→ **Task directions**:
Find each line in the records that contains the word "instance" and copy those lines. A match must have the same case.

→ **Data section**:
==*==

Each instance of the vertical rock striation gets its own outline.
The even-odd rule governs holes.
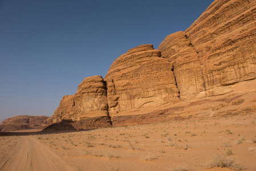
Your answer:
[[[173,63],[182,99],[256,78],[255,18],[255,1],[216,0],[185,32],[165,38],[159,50]]]
[[[139,46],[121,55],[104,78],[110,116],[178,100],[172,68],[149,44]]]
[[[75,128],[91,129],[111,126],[108,112],[105,85],[100,76],[85,78],[74,95],[64,96],[54,115],[45,123],[75,122]]]

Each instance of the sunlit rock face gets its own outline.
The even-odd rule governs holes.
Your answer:
[[[167,36],[157,50],[139,46],[116,59],[104,80],[86,78],[44,124],[63,121],[79,129],[185,120],[201,115],[198,106],[194,114],[188,108],[210,101],[202,98],[235,94],[245,91],[242,87],[253,89],[255,18],[254,0],[216,0],[186,30]],[[210,116],[230,105],[229,99],[208,111]]]
[[[104,78],[110,116],[178,100],[172,70],[172,65],[149,44],[132,48],[116,59]]]
[[[45,124],[70,120],[76,122],[77,129],[111,126],[106,95],[106,87],[101,76],[86,78],[79,84],[75,95],[63,96],[54,115]]]
[[[173,64],[181,99],[232,91],[256,78],[256,1],[215,1],[185,32],[159,47]]]

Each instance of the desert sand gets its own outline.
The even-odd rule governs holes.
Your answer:
[[[0,137],[0,168],[256,170],[255,120],[255,113],[249,113],[72,132],[9,134]],[[227,166],[232,169],[214,165],[220,158],[234,159],[234,164]],[[178,168],[183,170],[174,170]]]

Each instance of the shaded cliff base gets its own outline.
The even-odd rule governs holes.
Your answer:
[[[0,132],[0,168],[7,161],[14,161],[20,168],[22,160],[21,157],[13,160],[18,156],[14,154],[28,141],[35,142],[30,146],[48,149],[37,153],[39,156],[33,154],[37,150],[27,153],[32,160],[24,161],[31,161],[32,167],[35,161],[43,161],[45,154],[59,170],[175,170],[182,166],[188,170],[231,171],[243,166],[246,171],[254,171],[255,123],[254,112],[88,131],[41,132],[29,136],[1,136]],[[221,161],[218,158],[234,162],[226,165],[229,169],[210,169],[214,167],[213,162]],[[2,170],[11,170],[7,166],[11,165],[5,165]]]
[[[89,118],[78,121],[63,121],[44,131],[91,129],[99,128],[211,119],[219,116],[242,115],[256,112],[256,80],[225,86],[225,94],[190,99],[176,104],[126,111],[108,117]],[[57,128],[57,126],[59,128]]]

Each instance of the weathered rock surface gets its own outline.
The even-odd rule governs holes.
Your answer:
[[[165,38],[159,50],[173,63],[181,99],[256,78],[255,18],[255,1],[215,1],[185,32]]]
[[[54,115],[45,125],[63,120],[75,122],[79,129],[111,126],[108,112],[106,88],[100,76],[84,79],[74,95],[64,96]],[[95,124],[97,121],[97,124]]]
[[[255,112],[255,1],[216,0],[158,50],[139,46],[104,80],[86,78],[44,125],[91,129]]]
[[[172,70],[170,63],[149,44],[132,48],[116,59],[104,79],[110,116],[179,101]]]
[[[15,116],[4,120],[0,124],[0,131],[42,129],[42,123],[48,118],[45,116]]]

==*==

→ **Written reply**:
Each instance of the vertical rock striation gets its own outline.
Each instance of the sunlit rock face gets its own outline.
Each instance of the desert sand gets its own outline.
Each instance of the shaded cliff base gets its own outline.
Each instance of the weathered rock surface gets its own outline.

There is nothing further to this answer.